*Sezione di testo*
====

La precisazione, apparentemente inutile (e quindi sospetta), si rendeva necessaria non appena, tra le righe dei quotidiani impegnati ad analizzare l’accaduto, emergeva la biografia della vittima: Renato Biagetti, ventisei anni, fresco di laurea in ingegneria, tecnico del suono e grande appassionato di musica reggae. La notte tra il 26 e 27 agosto del 2006, era stato proprio l’amore per i ritmi afrogiamaicani a spingere Renato a mettersi in macchina insieme a Laura, la fidanzata, e a Paolo, il suo migliore amico, per spostarsi da Grotta Perfetta, dove viveva ed era nato, per arrivare fino al «Buena Onda» di Focene: una dance hall sulla sabbia ricavata all’interno di uno stabilimento che, di notte, dà spazio ai seguaci delle good vibrations come, di giorno, ospita i romani dediti al surf.
Con il caldo torrido che affligge una Roma ancora semideserta, è naturale spingersi sul litorale per trovare un po’ di refrigerio: Renato, Laura e Paolo, al Buena Onda, restano finché, intorno alle cinque del mattino, la luce tremolante delle stelle annuncia la fine della tregua concessa dal sole prima di un nuovo giorno. È in questo momento, mentre Renato e Paolo si siedono su un muretto e Laura recupera la macchina dal parcheggio, che un’automobile si affianca ai ragazzi. A bordo, il volto di due completi sconosciuti. Persone anonime che, abbassando i finestrini, si mettono a gridare: «E finita la festa? Sì? Allora ritornatevene a Roma, merde!».
Più che di un insulto, si tratta di una vera e propria dichiarazione di guerra. Nell’abitacolo della vettura degli aggressori, insieme ai lampi sinistri degli occhi, scintillano le lame. È a colpi di coltelli, infatti, che una volta scesi dalla macchina gli aggressori si avventano sui ragazzi. Paolo viene colpito e anche Laura è presa a pugni. Renato Biagetti, in modo particolare, è raggiunto al corpo da otto fendenti micidiali. Chi lo ha ridotto in quello stato scappa tentando di dileguarsi mentre, a soccorrere Renato, restano Laura e Paolo, ancora insieme al fidanzato e all’amico quando, d’urgenza, il ragazzo viene ricoverato in ospedale. Qui Renato riesce ancora a fornire a un carabiniere, giunto al suo capezzale, la sua ricostruzione dei fatti ma, purtroppo, sono proprio queste le sue ultime parole. Le profonde lesioni che ha subito fuori dal Buena Onda risultano fatali e, intorno a mezzogiorno, provocano la morte di Renato.*

Mentre Renato veniva accoltellato sulla spiaggia, diversi testimoni vedono i ragazzi che infieriscono con i coltelli e, quando gli aggressori scappano con la macchina, annotano il numero di targa e il modello della vettura. Stranamente questi riferimenti non consentono affatto ai carabinieri di mettere immediatamente le mani sugli assassini così gli aggressori riescono a far perdere le loro tracce risultando irreperibili per almeno tre giorni.

====

*Voci estratte*
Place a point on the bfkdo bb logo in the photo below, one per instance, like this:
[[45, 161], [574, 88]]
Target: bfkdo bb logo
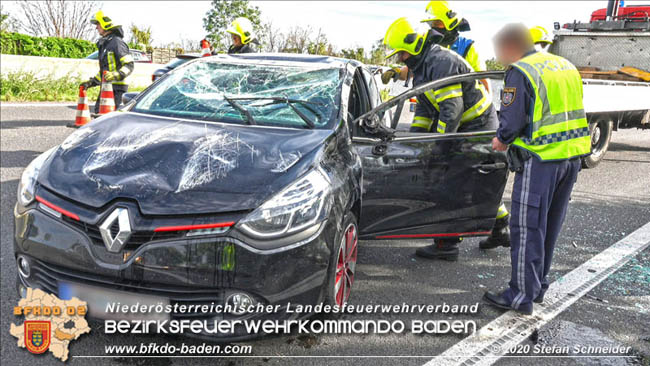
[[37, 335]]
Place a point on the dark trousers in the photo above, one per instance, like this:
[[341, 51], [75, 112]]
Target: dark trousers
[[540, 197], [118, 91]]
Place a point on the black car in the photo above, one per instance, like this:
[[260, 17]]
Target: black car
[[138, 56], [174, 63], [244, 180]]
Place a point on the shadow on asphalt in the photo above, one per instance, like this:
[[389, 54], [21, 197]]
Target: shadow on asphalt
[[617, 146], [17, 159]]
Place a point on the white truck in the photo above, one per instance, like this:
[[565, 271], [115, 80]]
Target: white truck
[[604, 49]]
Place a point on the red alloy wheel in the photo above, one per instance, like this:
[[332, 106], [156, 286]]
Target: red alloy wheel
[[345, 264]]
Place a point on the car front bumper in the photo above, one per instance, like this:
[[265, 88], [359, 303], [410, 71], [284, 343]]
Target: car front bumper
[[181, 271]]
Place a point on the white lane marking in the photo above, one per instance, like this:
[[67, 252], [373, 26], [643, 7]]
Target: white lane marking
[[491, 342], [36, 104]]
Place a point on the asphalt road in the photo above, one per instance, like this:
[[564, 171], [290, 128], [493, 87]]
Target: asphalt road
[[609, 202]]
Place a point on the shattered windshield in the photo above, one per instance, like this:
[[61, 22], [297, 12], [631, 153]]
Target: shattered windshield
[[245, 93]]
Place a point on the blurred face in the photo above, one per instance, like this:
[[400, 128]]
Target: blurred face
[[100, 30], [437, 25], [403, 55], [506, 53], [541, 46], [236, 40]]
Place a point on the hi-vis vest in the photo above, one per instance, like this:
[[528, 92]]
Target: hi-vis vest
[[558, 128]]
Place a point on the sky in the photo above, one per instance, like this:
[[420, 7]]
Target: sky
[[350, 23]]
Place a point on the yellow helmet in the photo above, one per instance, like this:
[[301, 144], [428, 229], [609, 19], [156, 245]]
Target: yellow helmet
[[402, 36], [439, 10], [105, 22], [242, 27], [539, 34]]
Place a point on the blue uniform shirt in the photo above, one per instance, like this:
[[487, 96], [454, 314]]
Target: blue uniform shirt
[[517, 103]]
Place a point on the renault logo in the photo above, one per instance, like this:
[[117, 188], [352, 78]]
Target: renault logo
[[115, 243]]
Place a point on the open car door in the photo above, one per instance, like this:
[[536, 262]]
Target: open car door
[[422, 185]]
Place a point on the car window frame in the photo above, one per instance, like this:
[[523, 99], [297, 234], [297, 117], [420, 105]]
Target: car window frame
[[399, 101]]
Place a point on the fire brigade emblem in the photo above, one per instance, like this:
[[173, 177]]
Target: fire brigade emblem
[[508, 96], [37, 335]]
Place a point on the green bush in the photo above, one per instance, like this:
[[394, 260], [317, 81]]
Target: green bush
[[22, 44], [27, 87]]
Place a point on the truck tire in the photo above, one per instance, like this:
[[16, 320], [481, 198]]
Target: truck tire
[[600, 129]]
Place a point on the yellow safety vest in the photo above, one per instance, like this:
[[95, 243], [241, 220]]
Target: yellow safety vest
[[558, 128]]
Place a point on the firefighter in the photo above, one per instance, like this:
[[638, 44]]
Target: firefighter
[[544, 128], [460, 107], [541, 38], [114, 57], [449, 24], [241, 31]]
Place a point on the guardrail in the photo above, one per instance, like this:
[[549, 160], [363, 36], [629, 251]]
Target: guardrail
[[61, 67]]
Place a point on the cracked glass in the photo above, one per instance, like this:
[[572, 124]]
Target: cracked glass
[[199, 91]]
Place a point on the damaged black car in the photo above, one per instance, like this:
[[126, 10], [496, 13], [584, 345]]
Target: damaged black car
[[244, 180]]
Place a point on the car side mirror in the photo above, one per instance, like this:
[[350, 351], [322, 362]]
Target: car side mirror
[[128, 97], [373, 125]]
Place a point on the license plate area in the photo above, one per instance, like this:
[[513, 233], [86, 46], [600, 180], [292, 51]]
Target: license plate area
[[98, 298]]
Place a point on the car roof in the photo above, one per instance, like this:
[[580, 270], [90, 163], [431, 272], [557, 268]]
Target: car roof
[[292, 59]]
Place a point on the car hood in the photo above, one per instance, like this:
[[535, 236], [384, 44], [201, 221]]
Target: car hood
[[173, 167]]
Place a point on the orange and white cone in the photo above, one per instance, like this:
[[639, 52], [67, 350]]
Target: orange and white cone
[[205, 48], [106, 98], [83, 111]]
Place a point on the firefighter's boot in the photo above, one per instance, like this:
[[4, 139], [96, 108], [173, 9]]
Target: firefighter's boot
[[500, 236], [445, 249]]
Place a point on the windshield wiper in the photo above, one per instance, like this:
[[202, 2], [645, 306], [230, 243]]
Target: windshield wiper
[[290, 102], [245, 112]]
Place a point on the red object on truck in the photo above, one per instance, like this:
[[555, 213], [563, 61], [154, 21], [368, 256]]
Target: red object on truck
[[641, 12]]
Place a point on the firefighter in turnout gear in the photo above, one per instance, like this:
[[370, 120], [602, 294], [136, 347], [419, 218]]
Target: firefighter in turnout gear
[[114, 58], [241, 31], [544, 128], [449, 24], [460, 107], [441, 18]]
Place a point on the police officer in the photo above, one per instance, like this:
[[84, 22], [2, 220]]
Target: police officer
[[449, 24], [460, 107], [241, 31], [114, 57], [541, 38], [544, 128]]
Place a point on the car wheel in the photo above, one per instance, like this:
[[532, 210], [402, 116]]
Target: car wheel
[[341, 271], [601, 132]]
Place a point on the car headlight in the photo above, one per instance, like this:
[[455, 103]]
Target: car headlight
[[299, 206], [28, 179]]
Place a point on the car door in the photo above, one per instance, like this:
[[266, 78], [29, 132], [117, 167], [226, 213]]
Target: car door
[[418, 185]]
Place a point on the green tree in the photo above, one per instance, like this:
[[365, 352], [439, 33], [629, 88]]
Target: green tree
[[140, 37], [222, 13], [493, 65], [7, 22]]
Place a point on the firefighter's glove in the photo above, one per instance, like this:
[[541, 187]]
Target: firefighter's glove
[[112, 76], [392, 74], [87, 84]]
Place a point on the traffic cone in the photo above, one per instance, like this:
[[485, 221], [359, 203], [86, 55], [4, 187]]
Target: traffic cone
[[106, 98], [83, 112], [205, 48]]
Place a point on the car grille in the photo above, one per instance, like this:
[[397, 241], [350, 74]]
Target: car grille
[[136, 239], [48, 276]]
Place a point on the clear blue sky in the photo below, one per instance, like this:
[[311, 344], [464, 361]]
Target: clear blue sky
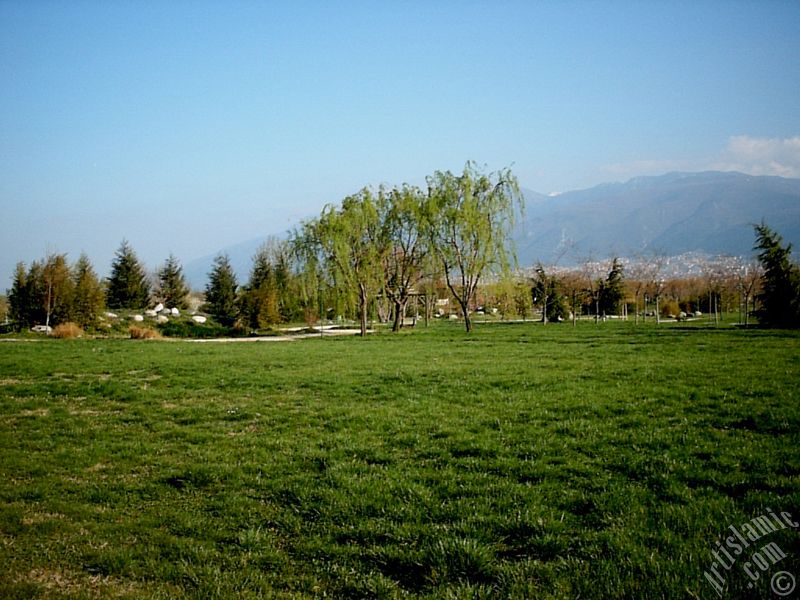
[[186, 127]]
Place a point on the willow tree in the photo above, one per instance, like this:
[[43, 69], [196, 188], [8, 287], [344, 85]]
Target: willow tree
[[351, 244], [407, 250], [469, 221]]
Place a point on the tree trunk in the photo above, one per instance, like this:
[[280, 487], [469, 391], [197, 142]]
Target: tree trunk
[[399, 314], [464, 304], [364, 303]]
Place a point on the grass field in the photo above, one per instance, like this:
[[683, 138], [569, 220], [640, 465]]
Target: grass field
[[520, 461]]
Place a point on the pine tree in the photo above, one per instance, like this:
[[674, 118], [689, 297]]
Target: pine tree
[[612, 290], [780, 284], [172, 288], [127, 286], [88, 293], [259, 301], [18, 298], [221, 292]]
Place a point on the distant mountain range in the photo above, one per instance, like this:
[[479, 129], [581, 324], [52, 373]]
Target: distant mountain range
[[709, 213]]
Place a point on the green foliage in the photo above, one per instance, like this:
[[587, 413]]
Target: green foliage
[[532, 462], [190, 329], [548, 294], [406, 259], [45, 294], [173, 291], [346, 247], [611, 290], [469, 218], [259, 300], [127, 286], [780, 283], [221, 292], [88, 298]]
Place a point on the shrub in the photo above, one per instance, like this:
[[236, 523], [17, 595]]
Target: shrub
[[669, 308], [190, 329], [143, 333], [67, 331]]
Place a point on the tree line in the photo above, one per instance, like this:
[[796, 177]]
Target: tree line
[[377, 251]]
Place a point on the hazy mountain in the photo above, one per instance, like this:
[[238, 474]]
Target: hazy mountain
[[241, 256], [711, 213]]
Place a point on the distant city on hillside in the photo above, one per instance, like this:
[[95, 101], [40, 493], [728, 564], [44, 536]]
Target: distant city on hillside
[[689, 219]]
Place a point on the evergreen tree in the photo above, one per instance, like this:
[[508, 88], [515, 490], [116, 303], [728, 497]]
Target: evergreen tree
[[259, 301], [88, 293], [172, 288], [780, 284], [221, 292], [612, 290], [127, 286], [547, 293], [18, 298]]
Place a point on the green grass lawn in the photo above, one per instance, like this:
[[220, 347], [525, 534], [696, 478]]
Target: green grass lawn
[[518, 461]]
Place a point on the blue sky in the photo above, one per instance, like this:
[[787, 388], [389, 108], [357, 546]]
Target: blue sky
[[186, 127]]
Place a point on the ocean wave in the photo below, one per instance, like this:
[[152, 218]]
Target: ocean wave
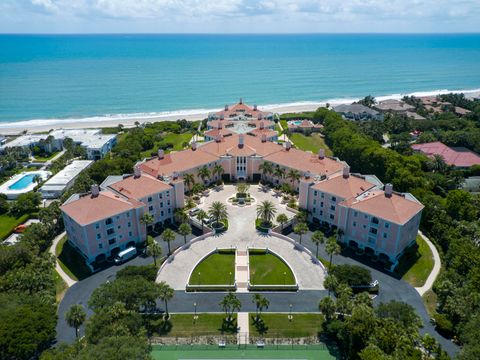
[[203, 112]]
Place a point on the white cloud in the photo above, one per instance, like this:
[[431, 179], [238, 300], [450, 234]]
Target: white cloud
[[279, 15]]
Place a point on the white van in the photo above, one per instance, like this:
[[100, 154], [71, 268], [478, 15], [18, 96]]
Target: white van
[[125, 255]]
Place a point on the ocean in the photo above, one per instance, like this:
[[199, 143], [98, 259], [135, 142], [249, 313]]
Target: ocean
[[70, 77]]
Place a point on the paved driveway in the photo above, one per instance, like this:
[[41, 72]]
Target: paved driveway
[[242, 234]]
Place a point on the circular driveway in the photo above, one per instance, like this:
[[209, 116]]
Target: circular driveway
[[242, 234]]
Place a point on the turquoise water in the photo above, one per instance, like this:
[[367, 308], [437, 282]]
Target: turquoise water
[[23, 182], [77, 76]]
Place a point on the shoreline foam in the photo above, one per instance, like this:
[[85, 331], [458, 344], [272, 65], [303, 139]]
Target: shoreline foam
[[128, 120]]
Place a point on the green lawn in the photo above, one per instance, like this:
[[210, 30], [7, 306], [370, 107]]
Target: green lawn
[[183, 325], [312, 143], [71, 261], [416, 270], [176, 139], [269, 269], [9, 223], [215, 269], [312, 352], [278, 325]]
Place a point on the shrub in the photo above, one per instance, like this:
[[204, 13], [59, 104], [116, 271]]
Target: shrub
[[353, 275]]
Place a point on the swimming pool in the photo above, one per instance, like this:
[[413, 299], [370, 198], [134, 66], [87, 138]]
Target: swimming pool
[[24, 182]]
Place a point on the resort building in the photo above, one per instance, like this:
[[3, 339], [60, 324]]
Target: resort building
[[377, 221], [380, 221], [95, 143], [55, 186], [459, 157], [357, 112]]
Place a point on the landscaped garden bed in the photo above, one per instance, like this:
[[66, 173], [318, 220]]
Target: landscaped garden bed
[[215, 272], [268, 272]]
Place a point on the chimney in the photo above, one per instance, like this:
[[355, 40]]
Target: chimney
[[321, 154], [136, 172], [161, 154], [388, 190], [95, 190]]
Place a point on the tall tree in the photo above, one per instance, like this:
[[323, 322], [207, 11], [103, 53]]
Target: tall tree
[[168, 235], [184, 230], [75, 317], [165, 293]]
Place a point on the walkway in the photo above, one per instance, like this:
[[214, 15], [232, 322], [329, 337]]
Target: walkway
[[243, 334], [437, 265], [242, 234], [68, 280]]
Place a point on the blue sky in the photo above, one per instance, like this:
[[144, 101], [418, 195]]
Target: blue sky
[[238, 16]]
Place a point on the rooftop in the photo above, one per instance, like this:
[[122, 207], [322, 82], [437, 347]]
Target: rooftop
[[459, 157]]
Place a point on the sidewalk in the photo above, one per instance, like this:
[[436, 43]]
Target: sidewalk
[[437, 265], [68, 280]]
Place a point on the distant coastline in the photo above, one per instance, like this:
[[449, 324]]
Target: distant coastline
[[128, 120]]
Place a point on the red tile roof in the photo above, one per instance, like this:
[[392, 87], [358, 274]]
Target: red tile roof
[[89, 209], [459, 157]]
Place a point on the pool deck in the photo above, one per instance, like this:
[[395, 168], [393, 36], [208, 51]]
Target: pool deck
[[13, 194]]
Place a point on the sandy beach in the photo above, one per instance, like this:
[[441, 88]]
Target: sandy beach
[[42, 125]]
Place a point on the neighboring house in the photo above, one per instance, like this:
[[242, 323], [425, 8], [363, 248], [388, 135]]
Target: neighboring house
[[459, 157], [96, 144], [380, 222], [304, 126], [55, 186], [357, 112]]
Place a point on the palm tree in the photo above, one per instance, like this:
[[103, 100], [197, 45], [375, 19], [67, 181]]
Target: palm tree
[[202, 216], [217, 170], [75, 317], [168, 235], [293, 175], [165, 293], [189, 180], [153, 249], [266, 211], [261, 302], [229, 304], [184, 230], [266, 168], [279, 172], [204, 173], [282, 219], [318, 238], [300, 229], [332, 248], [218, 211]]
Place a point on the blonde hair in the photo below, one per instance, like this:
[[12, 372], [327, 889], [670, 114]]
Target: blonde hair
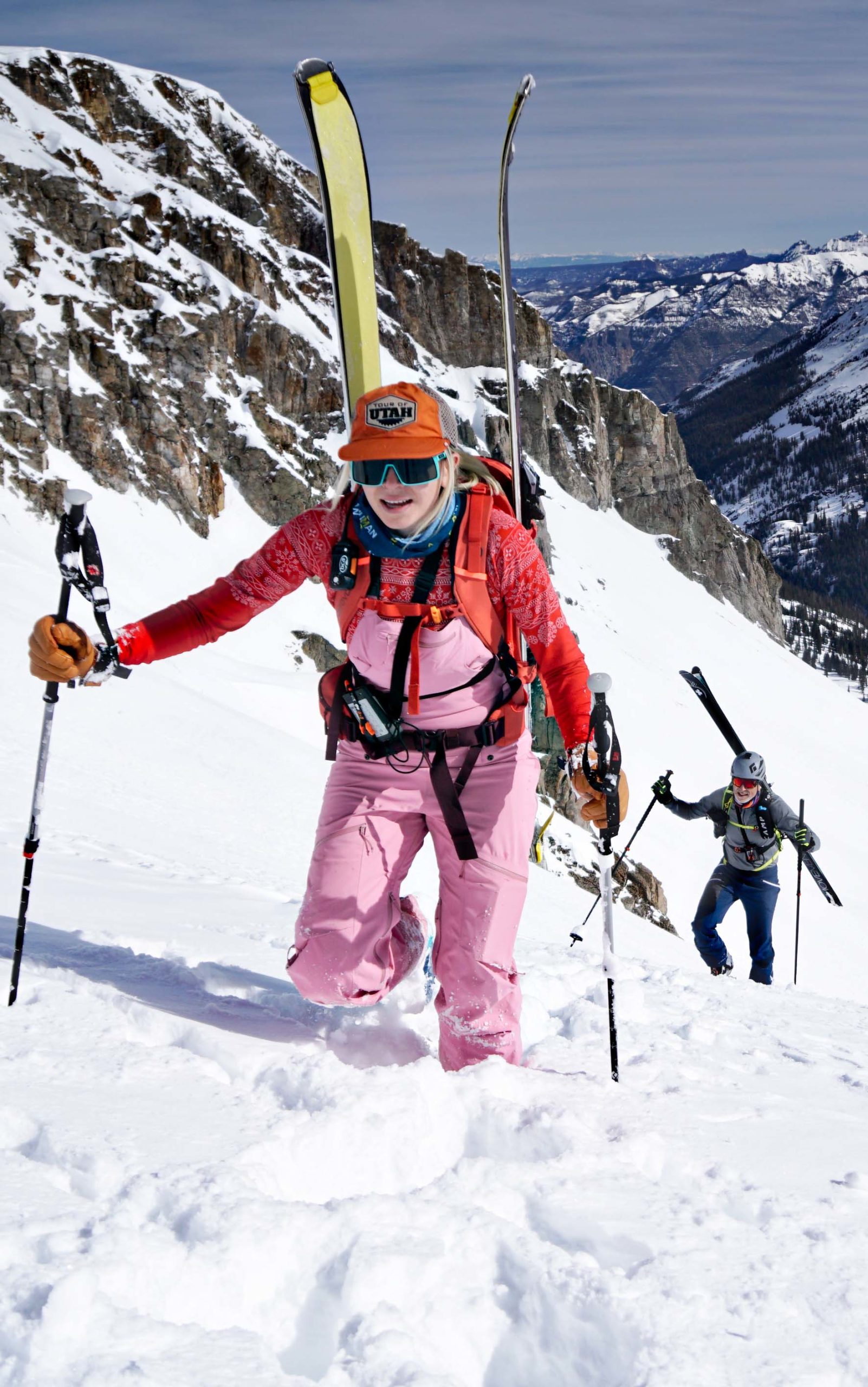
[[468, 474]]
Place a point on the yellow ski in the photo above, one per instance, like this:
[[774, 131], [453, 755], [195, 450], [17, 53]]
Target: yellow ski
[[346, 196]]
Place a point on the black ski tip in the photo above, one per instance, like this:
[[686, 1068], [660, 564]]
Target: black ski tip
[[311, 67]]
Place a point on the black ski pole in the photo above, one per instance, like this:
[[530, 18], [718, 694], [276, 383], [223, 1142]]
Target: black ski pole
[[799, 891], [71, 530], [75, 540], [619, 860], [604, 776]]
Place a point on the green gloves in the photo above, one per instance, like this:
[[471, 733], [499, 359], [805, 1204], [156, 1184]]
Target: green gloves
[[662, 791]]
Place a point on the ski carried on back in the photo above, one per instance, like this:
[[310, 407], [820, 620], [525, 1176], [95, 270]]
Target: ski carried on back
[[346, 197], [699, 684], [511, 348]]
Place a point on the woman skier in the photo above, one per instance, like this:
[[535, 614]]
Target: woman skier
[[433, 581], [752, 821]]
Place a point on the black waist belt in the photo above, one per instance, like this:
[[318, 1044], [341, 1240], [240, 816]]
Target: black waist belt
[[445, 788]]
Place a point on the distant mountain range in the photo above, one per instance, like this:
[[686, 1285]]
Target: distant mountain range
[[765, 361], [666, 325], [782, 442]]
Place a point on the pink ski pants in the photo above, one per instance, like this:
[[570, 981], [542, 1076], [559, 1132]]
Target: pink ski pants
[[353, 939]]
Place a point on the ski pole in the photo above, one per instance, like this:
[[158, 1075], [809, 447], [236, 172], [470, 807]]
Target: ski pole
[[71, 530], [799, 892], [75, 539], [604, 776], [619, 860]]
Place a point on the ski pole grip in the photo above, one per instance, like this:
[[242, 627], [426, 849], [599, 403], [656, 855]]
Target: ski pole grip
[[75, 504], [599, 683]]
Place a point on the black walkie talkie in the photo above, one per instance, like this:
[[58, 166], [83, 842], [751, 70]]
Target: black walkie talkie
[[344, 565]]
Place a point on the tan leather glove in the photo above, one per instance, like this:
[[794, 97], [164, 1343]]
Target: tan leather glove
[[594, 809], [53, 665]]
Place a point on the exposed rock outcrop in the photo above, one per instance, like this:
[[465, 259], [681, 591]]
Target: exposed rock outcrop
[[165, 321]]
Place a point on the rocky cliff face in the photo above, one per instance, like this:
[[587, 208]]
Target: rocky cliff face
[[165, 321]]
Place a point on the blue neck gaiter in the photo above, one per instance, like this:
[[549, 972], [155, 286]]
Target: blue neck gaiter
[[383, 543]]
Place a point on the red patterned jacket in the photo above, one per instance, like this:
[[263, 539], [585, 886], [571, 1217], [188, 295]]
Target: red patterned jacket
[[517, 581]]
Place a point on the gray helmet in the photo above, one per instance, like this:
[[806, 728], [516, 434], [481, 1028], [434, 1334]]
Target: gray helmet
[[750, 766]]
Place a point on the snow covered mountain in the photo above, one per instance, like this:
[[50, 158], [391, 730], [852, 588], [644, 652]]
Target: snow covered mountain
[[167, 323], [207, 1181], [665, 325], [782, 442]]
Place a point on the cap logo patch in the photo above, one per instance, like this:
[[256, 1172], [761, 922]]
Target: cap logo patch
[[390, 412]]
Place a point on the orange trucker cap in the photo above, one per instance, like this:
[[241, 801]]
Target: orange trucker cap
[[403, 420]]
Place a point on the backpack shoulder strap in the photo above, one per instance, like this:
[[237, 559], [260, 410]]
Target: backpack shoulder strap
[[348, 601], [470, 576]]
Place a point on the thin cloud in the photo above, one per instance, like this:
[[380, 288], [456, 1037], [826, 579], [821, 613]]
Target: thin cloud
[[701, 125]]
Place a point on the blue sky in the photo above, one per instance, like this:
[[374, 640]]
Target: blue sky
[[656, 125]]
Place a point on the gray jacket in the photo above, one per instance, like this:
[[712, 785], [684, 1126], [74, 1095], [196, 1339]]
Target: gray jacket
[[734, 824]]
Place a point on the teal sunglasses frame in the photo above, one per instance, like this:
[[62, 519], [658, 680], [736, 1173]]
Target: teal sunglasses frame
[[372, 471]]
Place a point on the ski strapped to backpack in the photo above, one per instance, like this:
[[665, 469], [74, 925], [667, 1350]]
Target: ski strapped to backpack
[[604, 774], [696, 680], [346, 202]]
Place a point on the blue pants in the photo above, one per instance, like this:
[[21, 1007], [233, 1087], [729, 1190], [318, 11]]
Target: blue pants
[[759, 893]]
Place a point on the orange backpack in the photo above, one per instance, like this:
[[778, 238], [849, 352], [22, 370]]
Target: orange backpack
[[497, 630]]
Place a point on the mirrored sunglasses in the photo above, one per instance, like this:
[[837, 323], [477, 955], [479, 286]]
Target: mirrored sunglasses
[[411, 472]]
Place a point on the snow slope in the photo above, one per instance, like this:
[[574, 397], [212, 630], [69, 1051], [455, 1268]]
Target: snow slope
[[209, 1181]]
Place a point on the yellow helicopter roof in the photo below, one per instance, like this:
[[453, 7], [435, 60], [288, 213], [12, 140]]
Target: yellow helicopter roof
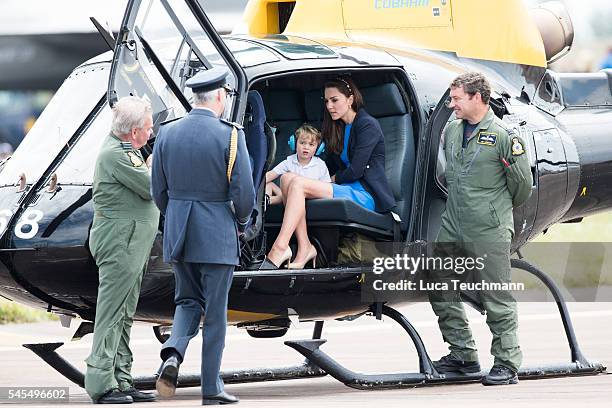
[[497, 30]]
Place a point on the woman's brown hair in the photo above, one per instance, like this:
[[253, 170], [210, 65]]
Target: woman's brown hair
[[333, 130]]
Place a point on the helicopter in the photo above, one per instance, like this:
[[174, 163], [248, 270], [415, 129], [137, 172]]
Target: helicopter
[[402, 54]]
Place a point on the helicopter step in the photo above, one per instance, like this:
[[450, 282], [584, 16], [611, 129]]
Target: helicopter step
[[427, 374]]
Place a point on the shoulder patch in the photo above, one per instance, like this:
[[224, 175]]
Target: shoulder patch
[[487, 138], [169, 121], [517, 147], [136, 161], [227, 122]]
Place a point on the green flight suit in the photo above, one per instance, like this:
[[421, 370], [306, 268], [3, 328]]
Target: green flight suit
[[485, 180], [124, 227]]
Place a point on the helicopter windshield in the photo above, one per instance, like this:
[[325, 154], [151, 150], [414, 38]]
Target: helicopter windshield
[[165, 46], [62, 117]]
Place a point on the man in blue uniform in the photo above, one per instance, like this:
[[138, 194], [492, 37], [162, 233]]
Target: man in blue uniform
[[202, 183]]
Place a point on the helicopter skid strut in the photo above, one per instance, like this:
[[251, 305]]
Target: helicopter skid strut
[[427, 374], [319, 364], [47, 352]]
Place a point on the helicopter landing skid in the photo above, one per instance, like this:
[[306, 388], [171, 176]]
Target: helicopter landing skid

====

*Consegna A*
Riporta fedelmente il brano del testo sull'omicidio di Renato Biagetti che parte da "La precisazione, apparentemente" e termina con "dediti al surf.".
*Consegna B*
Traduci in inglese questa frase del testo sull'omicidio di Renato Biagetti: «Paolo viene colpito e anche Laura è presa a pugni.»
*Consegna C*
Prolunga il racconto dell'omicidio di Renato Biagetti, riprendendo dopo la sua ultima frase.
Le voci riportate non servono a nulla in questo lavoro.

*Risultato atteso A*
La precisazione, apparentemente inutile (e quindi sospetta), si rendeva necessaria non appena, tra le righe dei quotidiani impegnati ad analizzare l’accaduto, emergeva la biografia della vittima: Renato Biagetti, ventisei anni, fresco di laurea in ingegneria, tecnico del suono e grande appassionato di musica reggae. La notte tra il 26 e 27 agosto del 2006, era stato proprio l’amore per i ritmi afrogiamaicani a spingere Renato a mettersi in macchina insieme a Laura, la fidanzata, e a Paolo, il suo migliore amico, per spostarsi da Grotta Perfetta, dove viveva ed era nato, per arrivare fino al «Buena Onda» di Focene: una dance hall sulla sabbia ricavata all’interno di uno stabilimento che, di notte, dà spazio ai seguaci delle good vibrations come, di giorno, ospita i romani dediti al surf.

*Risultato atteso B*
Paolo is struck, and Laura is also punched.

*Risultato atteso C*
In questo lasso di tempo, ad ascoltare le testimonianze di Paolo e Laura, più che i giornalisti ci sono i compagni del centro sociale Acrobax: uno spazio pubblico autogestito ricavato all’interno delle pertinenze dell’ex cinodromo di Ponte Marconi; in questo momento, forse l’unico punto di riferimento per chi, alla resa dei conti, capisce come la morte di Renato Biagetti non sia certo frutto di una rissa ma, al contrario, l’esito di una crudele aggressione. È proprio un comunicato emesso dall’Acrobax a quarantotto ore dalla morte di Renato, infatti, a cui si deve il primo tentativo di arginare la disinformazione che sta piovendo sul cadavere del ragazzo assassinato:

“Non si è trattato di una rissa tra balordi all’uscita di una delle discoteche del litorale ma di uno dei tanti episodi che si iscrive dentro un clima sociale, politico e culturale determinato dalle destre in Italia. Non sappiamo chi sono questi delinquenti ma queste pratiche ci ricordano da vicino le tante aggressioni agli spazi sociali e alle persone che li attraversano che si sono ripetute a Roma e altrove”.

Parole che trovano una triste conferma nel momento in cui chi ha colpito Renato viene finalmente arrestato. Si tratta di due ragazzi di diciannove e sedici anni: Vittorio Emiliani, nativo di Focene, e G.A., ancora minorenne, originario di Nola. E se non bastassero le modalità squadristiche con cui i due hanno consumato la loro aggressione; se non fosse sufficiente sottolineare il pregiudizio che grava sullo stabilimento dove Renato ha trovato la morte, considerato a Focene un «ritrovo di zecche»; se non servisse parlare dell’impegno profuso da Renato in tutte le iniziative in cui la musica veicolava messaggi antirazzisti, antifascisti e antisessisti; se tutto questo non consente ancora di accedere alla dimensione politica da cui è scaturito l’omicidio di Biagetti, allora non resta che sollevare la maglietta di Vittorio Emiliani per mostrare a tutti la croce celtica che il ragazzo esibisce sul braccio, tatuata.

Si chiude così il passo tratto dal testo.